| THE TASK |
Collect every line of the listing below that contains the word "drawing", matching case exactly, and copy each such line in full.

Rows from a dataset
* Start *

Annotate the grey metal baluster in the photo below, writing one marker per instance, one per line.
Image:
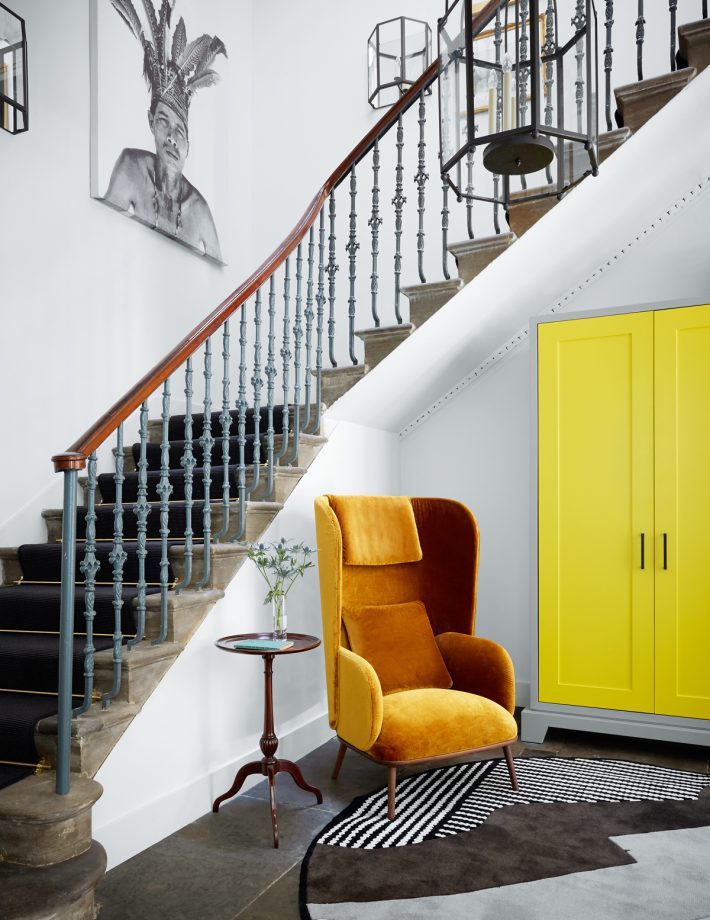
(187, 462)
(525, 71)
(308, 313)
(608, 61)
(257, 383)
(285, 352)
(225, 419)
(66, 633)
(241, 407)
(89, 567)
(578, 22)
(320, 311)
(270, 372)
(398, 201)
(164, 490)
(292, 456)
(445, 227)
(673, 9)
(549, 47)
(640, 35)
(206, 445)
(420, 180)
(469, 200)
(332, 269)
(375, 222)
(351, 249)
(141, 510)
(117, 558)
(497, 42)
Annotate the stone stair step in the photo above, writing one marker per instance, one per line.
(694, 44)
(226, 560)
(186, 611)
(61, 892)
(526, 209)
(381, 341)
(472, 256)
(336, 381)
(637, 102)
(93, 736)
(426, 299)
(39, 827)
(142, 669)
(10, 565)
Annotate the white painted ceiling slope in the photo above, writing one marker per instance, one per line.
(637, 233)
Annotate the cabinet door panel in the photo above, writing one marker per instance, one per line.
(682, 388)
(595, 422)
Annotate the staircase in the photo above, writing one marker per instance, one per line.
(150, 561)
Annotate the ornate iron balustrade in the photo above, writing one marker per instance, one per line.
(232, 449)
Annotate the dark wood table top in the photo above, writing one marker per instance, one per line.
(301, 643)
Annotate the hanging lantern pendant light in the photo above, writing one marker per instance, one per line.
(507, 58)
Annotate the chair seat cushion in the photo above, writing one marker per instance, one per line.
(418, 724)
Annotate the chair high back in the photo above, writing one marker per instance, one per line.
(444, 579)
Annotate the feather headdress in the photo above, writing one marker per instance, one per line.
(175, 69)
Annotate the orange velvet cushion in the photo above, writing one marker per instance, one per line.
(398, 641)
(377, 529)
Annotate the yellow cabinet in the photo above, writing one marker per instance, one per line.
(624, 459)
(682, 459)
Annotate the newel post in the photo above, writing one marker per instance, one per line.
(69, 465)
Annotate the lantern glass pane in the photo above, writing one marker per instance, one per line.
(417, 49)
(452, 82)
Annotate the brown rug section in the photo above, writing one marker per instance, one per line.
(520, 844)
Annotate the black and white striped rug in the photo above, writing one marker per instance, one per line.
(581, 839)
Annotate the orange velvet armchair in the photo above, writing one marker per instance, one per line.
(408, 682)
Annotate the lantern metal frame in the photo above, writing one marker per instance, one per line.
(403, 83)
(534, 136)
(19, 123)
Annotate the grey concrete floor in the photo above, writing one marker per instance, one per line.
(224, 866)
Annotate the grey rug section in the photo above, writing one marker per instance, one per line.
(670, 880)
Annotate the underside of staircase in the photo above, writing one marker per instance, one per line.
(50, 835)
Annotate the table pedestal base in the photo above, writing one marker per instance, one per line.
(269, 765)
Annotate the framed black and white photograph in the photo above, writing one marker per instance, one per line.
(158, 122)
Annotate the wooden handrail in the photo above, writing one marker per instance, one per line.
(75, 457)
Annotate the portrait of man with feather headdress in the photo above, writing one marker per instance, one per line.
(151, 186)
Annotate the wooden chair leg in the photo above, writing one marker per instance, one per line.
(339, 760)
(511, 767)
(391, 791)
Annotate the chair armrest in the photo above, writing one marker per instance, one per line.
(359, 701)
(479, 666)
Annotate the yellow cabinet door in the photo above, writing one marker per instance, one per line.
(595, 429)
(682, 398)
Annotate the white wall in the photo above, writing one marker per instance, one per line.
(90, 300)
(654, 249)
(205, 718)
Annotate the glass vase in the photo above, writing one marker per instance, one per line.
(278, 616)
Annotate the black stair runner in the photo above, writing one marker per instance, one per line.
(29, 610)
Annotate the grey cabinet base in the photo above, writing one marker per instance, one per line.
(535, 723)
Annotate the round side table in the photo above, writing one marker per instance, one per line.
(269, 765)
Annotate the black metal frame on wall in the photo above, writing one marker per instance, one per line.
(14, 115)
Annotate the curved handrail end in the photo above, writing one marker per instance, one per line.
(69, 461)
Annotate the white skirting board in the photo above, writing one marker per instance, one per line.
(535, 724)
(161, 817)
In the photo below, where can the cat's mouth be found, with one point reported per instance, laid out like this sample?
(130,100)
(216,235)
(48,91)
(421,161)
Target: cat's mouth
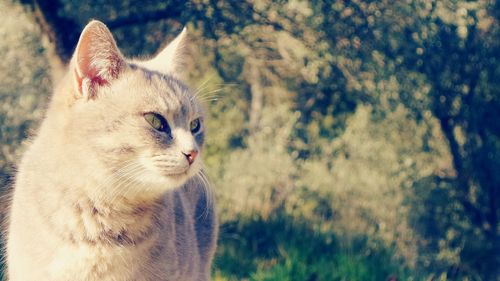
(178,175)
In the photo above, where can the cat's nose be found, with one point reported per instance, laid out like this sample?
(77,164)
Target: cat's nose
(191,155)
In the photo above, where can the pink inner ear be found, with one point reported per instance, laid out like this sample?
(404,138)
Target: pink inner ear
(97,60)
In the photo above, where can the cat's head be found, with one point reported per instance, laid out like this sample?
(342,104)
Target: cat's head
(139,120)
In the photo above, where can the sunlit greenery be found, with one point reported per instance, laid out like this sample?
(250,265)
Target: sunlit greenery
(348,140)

* End *
* Start *

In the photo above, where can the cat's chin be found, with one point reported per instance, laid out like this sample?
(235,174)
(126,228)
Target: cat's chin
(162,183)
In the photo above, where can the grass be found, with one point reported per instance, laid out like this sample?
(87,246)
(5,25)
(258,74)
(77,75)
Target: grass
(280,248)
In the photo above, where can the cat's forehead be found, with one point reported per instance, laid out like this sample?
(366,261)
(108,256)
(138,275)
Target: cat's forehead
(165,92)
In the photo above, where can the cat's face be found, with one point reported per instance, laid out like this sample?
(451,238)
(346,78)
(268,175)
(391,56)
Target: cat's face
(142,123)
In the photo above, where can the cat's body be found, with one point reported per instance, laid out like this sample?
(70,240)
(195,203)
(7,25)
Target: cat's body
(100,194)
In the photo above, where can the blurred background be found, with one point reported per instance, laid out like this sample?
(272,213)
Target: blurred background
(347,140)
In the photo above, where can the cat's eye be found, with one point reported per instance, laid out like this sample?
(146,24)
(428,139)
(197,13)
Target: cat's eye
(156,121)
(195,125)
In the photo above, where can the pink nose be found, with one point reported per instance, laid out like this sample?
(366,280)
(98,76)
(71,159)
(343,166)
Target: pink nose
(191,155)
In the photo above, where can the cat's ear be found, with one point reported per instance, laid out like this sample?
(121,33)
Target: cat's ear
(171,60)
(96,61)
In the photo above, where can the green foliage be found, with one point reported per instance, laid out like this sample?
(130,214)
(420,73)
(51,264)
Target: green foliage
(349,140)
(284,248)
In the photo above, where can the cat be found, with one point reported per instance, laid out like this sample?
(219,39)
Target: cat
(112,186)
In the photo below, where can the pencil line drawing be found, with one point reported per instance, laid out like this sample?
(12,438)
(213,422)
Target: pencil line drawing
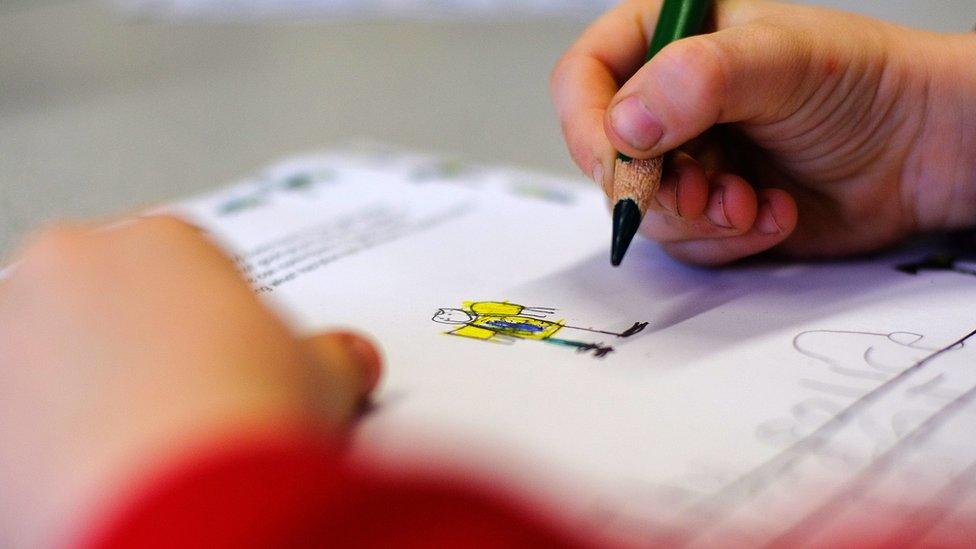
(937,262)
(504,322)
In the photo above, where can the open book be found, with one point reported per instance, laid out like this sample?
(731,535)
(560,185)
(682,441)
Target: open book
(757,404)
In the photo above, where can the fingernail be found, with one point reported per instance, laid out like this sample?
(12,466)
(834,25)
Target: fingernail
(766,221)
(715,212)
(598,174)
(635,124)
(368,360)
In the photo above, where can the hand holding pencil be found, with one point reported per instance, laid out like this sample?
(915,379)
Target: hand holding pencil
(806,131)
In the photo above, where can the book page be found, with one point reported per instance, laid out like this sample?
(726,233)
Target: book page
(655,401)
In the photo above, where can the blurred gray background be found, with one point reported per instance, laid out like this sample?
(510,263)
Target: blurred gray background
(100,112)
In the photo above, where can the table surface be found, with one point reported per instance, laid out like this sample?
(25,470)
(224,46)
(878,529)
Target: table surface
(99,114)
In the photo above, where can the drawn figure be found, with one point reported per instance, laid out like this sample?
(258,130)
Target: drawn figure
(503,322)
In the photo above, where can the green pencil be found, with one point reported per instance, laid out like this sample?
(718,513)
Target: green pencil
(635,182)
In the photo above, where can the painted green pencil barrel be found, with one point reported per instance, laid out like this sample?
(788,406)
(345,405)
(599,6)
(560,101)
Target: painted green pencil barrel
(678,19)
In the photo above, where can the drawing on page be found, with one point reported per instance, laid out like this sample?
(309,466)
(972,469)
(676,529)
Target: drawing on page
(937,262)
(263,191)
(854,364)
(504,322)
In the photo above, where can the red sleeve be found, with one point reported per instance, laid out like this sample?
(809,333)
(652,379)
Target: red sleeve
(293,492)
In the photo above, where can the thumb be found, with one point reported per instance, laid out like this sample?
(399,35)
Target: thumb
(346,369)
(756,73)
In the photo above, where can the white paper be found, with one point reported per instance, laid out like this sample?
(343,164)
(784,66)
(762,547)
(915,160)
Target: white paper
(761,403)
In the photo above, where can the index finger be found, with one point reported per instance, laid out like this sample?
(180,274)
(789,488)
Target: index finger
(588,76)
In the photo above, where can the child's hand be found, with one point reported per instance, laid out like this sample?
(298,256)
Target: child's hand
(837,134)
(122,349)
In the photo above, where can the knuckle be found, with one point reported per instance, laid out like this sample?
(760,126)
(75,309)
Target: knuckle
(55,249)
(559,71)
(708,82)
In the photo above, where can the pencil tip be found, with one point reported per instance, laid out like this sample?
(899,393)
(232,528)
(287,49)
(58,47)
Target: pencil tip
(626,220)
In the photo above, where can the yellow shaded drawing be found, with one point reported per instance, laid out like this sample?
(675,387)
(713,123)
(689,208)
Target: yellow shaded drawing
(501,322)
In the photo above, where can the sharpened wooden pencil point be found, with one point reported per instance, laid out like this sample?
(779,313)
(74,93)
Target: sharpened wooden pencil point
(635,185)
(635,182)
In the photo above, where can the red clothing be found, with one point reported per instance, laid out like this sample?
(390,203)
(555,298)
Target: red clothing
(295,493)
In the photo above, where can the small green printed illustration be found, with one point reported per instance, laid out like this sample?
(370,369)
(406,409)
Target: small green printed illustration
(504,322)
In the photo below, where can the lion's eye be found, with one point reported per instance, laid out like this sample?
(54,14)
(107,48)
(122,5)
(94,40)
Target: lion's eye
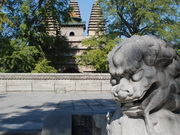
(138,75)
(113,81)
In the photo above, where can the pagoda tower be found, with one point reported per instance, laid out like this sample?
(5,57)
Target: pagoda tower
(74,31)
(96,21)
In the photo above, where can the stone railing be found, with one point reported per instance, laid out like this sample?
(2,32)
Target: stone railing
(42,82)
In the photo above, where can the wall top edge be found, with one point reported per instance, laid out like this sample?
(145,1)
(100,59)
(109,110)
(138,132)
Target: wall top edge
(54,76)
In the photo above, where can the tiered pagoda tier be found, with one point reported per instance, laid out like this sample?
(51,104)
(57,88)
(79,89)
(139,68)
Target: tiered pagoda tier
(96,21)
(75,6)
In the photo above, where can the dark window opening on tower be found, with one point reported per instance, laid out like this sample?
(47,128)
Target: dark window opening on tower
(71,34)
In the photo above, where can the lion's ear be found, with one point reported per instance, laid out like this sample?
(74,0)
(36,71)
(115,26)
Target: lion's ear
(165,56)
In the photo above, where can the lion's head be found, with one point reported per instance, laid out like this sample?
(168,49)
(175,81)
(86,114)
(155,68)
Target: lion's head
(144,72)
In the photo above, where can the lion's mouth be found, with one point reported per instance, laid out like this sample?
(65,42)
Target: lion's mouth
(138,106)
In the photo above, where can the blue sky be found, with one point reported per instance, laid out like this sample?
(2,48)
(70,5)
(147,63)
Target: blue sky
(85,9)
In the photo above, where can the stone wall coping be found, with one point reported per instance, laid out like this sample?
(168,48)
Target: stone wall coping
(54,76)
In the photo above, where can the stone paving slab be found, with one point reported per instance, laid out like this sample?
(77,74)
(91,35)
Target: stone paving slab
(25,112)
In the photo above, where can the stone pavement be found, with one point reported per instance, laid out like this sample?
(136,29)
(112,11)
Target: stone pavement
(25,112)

* End *

| THE RESULT |
In the photo below, where can the pencil line drawing be found, with one point reported per instance, laid out like this sample?
Target: pencil line drawing
In the photo above, where can the drawing on page be found, with one point reported per instance, laid out like this sample?
Target: drawing on page
In the photo above, where can the yellow shaded drawing be found, with one point reported per instance, laid out like this sample?
Target: yellow shaded drawing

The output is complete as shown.